**REQUIREMENTS**
Repeat each record below exactly, dropping the pictures.

**DATA SHOWN**
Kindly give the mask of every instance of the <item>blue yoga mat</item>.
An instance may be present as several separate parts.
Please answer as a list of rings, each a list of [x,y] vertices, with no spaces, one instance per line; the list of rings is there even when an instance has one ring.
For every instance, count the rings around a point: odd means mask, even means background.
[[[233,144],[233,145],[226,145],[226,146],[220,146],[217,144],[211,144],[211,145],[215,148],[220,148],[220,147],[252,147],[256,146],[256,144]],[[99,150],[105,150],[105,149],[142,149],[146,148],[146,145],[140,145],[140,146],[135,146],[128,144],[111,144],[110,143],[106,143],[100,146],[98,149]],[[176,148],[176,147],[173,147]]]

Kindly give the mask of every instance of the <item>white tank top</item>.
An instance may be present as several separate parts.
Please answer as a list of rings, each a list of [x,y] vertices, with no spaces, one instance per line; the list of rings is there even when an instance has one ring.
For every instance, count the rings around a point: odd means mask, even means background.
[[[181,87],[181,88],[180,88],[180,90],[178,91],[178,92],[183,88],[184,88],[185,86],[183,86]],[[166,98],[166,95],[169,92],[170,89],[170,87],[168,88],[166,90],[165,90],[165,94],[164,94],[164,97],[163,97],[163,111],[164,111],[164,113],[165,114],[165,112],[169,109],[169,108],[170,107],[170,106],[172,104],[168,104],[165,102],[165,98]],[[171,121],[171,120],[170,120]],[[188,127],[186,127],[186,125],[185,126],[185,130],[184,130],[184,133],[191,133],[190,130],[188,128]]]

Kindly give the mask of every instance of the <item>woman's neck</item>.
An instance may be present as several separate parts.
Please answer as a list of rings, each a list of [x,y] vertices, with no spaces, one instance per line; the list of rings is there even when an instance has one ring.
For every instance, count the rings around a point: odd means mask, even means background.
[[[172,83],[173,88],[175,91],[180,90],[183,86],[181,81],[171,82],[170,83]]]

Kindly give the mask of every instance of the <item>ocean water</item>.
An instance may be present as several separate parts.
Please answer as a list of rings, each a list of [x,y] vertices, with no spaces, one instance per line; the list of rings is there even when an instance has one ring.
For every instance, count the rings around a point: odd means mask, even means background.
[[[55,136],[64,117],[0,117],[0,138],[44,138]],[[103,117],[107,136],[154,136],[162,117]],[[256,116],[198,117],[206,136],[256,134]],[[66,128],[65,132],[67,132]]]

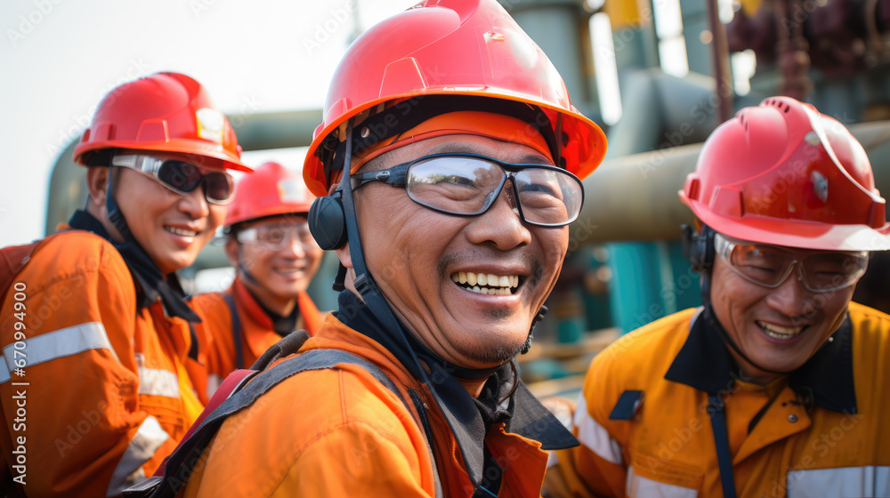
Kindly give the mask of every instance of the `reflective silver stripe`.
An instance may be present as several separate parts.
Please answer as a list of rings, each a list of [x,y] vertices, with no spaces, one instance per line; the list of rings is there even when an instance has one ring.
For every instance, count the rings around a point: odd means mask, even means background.
[[[216,392],[216,390],[220,389],[221,385],[222,385],[222,377],[220,377],[219,375],[217,375],[215,374],[211,374],[207,375],[207,398],[208,399],[214,397],[214,393]]]
[[[695,498],[699,494],[694,489],[637,476],[633,466],[627,468],[627,493],[630,498]]]
[[[19,342],[23,342],[24,347],[16,348]],[[6,368],[0,368],[0,372],[5,371],[0,373],[0,383],[10,380],[10,373],[15,370],[17,359],[24,359],[26,366],[32,366],[89,349],[108,349],[115,359],[118,359],[101,322],[87,322],[13,342],[3,349]],[[17,350],[18,357],[15,354]]]
[[[578,401],[578,407],[575,408],[575,420],[572,421],[578,428],[578,440],[582,445],[590,448],[600,458],[620,465],[624,462],[621,455],[621,445],[609,436],[609,431],[604,427],[597,423],[596,421],[587,413],[587,401],[584,398],[584,393]]]
[[[788,498],[800,496],[890,496],[890,467],[869,465],[791,470]]]
[[[173,372],[138,365],[136,372],[139,374],[139,394],[179,399],[179,376]]]
[[[161,429],[161,424],[155,417],[151,415],[146,417],[139,430],[134,435],[124,455],[120,457],[105,495],[119,496],[125,487],[145,479],[142,465],[154,456],[155,452],[169,438],[170,436]]]

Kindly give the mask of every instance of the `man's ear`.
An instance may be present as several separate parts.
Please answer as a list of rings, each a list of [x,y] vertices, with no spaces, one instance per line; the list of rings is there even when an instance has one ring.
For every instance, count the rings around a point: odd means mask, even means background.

**FINAL RESULT**
Kindly give the mask of every instance of the <item>blue yoga mat</item>.
An instance may be present as several separate parts.
Please answer as a list of rings, each a list of [x,y] vertices, with no spaces, one instance per line; the list of rings is there even when an instance has one ring.
For every instance, count the rings around a point: odd means mask, even means background.
[[[233,144],[233,145],[226,145],[226,146],[220,146],[217,144],[211,144],[211,145],[215,148],[220,148],[220,147],[252,147],[256,146],[256,144]],[[99,150],[105,150],[105,149],[142,149],[146,148],[146,145],[140,145],[140,146],[135,146],[128,144],[111,144],[110,143],[106,143],[100,146],[98,149]],[[176,148],[176,147],[173,147]]]

Kindly give the mask of every instance of the <item>white tank top</item>.
An instance may be present as several separate parts.
Please answer as a list of rings, each a list of [x,y] vertices, with no spaces, one instance per line; the list of rings is there even when an instance has one ring.
For every instance, count the rings around a point: odd means mask, even means background.
[[[181,87],[181,88],[180,88],[180,90],[178,91],[178,92],[183,88],[184,88],[185,86],[183,86]],[[166,98],[166,95],[169,92],[170,89],[170,87],[168,88],[166,90],[165,90],[165,94],[164,94],[164,97],[163,97],[163,111],[164,111],[164,113],[165,114],[165,112],[169,109],[169,108],[170,107],[170,106],[172,104],[168,104],[165,102],[165,98]],[[171,121],[171,120],[170,120]],[[188,127],[186,127],[186,125],[185,126],[185,130],[184,130],[184,133],[191,133],[190,130],[188,128]]]

Kindly give the mask of every instance of the <item>woman's neck</item>.
An instance may be present as several separate parts.
Please answer as a list of rings, each a list of [x,y] vertices, with no spaces, one instance per line; the list of rings is there even when an instance has one ring.
For every instance, count the rings around a point: odd means mask, even means background.
[[[172,83],[173,88],[175,91],[180,90],[183,86],[181,81],[171,82],[170,83]]]

Kindly give the mask of every instance of the <item>ocean water</item>.
An instance may be present as several separate parts.
Please answer as a list of rings, each a list of [x,y] vertices, with no spaces, one instance per line; the list of rings is there even when an instance has one ring.
For every instance, count the rings around a point: odd means mask, even means background.
[[[55,136],[64,117],[0,117],[0,138],[44,138]],[[103,117],[107,136],[154,136],[162,117]],[[256,116],[198,117],[206,136],[256,134]],[[66,128],[65,132],[67,132]]]

Kindly give the mask of every instance of the `reflective silver stripe`.
An instance may be present as several separate parts.
Please answer as a list of rings, each a list of [x,y] vertices, with no spaces, one instance per line; the list of rings is there even when an instance has one ring.
For every instance, count the rings around a point: odd means mask, even means background.
[[[216,392],[216,390],[220,389],[221,385],[222,385],[222,377],[220,377],[219,375],[217,375],[215,374],[211,374],[207,375],[207,398],[208,399],[214,397],[214,393]]]
[[[695,498],[699,494],[694,489],[637,476],[633,466],[627,468],[627,493],[630,498]]]
[[[19,342],[23,342],[24,347],[16,348]],[[6,368],[0,368],[0,372],[5,371],[0,373],[0,383],[10,380],[10,373],[15,370],[17,359],[24,359],[26,366],[32,366],[89,349],[108,349],[115,359],[118,359],[101,322],[87,322],[13,342],[3,349]],[[17,350],[18,357],[15,354]]]
[[[578,401],[578,407],[575,408],[575,420],[572,421],[578,428],[578,440],[582,445],[590,448],[600,458],[620,465],[624,462],[621,455],[621,445],[609,436],[609,431],[604,427],[597,423],[596,421],[587,413],[587,401],[584,398],[584,393]]]
[[[788,498],[800,496],[890,496],[890,467],[869,465],[791,470]]]
[[[173,372],[138,365],[136,372],[139,374],[139,394],[179,399],[179,376]]]
[[[161,429],[161,424],[155,417],[151,415],[146,417],[139,430],[134,435],[124,455],[120,457],[105,495],[119,496],[125,487],[145,479],[142,465],[154,456],[155,452],[169,438],[170,436]]]

Kindly give the mask of every instance of the `man's ear`.
An instance may be present as several separate parts.
Please answer as a list of rings, each a list of [x,y] vertices, with no spaces, one instance per line; the list of rings is there even when an instance has one ring.
For every instance, count the rings around a point: odd means mask, even means background.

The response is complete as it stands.